__Problem to solve__
Reproduce the records below verbatim, starting with the line that contains "Which region of the photograph contains the red santa jacket?" and going on through the line that contains "[179,183,194,190]".

__Data to use__
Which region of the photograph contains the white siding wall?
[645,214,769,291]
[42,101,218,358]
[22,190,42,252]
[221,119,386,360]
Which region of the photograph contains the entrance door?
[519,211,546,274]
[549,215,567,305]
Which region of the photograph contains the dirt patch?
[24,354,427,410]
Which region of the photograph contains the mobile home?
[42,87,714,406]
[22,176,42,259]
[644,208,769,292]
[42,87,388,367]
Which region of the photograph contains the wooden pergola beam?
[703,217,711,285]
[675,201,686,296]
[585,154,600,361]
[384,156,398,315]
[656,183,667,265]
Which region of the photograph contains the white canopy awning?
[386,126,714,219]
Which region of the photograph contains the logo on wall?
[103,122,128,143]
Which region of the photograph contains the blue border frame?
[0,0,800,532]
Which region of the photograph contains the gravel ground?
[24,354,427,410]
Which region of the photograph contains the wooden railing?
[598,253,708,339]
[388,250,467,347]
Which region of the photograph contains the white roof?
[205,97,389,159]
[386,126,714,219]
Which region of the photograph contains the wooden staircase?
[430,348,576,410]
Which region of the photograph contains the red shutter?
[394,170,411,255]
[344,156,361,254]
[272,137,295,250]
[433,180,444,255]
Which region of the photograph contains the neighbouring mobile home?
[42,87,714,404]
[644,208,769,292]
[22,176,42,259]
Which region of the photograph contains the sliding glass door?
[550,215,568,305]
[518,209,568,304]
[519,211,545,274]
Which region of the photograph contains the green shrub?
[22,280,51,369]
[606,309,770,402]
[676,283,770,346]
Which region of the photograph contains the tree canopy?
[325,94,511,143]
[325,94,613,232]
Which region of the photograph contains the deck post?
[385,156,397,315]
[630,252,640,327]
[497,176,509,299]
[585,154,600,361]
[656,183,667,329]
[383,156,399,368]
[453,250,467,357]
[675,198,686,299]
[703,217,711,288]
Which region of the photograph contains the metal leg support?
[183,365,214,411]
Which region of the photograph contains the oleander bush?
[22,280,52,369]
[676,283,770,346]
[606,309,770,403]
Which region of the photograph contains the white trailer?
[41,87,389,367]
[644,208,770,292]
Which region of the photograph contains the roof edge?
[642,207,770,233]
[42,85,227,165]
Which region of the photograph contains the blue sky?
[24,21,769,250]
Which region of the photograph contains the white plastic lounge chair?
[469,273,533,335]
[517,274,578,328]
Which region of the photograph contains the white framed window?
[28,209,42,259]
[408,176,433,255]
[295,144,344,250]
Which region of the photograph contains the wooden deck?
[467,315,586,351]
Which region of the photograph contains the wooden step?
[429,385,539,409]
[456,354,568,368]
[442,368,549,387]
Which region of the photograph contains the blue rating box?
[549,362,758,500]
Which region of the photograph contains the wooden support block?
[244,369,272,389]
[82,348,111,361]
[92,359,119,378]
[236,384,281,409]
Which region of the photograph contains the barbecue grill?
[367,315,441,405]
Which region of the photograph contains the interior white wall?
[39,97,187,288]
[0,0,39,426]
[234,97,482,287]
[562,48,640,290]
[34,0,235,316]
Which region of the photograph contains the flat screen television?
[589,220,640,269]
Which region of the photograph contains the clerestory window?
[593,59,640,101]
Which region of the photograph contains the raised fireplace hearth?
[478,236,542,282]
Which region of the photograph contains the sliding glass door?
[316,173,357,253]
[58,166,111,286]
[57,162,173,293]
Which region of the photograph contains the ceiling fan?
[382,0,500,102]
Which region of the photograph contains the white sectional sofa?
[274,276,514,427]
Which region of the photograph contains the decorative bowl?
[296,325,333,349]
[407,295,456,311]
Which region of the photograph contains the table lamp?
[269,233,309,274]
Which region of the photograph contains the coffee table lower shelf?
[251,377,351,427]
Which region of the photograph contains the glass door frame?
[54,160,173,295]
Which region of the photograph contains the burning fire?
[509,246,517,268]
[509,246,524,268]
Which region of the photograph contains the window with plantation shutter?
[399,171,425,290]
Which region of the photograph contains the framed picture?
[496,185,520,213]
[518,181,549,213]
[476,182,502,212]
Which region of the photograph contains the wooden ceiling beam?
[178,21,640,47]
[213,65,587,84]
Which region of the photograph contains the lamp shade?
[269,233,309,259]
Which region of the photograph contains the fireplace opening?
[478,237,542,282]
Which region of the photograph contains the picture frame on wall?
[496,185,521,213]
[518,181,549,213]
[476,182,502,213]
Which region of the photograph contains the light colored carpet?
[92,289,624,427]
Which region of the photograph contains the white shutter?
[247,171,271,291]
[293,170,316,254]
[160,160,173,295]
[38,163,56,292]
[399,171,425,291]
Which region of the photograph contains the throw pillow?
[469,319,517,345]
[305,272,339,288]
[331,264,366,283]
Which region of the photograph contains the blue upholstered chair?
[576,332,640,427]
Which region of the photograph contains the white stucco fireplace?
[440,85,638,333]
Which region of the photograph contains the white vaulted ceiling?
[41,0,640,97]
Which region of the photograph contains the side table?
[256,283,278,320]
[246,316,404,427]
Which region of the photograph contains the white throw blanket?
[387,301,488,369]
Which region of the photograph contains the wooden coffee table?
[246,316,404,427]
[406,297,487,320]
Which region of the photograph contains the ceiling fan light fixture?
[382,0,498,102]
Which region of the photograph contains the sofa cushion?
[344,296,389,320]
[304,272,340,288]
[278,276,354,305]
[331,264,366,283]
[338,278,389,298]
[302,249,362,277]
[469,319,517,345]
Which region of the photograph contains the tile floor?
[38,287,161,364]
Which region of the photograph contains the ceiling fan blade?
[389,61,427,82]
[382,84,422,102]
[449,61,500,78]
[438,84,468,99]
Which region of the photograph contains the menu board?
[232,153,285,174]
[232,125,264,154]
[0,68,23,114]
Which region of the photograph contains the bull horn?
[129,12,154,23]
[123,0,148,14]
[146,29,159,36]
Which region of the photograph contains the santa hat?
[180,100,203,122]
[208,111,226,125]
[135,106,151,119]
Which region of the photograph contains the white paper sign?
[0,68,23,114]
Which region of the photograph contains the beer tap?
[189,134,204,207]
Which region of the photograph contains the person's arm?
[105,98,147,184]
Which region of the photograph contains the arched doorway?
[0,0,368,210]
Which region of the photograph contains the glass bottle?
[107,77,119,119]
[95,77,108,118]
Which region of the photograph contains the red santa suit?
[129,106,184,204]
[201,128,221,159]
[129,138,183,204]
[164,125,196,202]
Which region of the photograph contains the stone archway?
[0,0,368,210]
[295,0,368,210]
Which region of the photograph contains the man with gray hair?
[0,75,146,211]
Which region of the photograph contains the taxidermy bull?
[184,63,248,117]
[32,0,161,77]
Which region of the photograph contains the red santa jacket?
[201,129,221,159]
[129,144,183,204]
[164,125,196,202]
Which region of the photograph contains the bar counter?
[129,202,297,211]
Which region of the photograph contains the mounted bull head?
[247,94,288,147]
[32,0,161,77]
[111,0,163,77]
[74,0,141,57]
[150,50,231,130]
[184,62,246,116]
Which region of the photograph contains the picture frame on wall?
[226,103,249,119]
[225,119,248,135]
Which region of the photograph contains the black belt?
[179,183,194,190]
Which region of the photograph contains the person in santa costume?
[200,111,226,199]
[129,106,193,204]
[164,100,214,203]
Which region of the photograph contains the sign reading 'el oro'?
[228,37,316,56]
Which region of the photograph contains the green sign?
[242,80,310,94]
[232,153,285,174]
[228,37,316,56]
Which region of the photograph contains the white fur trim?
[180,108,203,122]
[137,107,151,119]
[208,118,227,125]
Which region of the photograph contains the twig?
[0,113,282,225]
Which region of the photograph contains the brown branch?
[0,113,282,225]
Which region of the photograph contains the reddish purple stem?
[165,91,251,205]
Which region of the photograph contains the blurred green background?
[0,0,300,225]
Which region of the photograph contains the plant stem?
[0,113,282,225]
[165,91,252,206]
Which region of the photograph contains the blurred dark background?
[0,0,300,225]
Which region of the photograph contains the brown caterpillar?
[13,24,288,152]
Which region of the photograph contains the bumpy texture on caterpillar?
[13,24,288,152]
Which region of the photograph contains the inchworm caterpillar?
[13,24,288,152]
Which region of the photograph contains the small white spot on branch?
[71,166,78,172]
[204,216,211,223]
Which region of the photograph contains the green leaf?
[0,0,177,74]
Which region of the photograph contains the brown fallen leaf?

__Answer to the problem__
Which region of the photograph contains the red santa jacket?
[201,129,221,159]
[129,144,183,204]
[164,125,196,202]
Which region of the photograph contains the bar counter?
[129,202,297,211]
Which region of the photograph contains the mounted bull head?
[247,94,288,147]
[32,0,161,77]
[111,0,163,77]
[74,0,141,57]
[150,50,231,130]
[184,62,246,116]
Which region of the photograph contains the picture frame on wall?
[226,103,249,119]
[225,119,248,135]
Which region of the photograph contains the black belt?
[179,183,194,190]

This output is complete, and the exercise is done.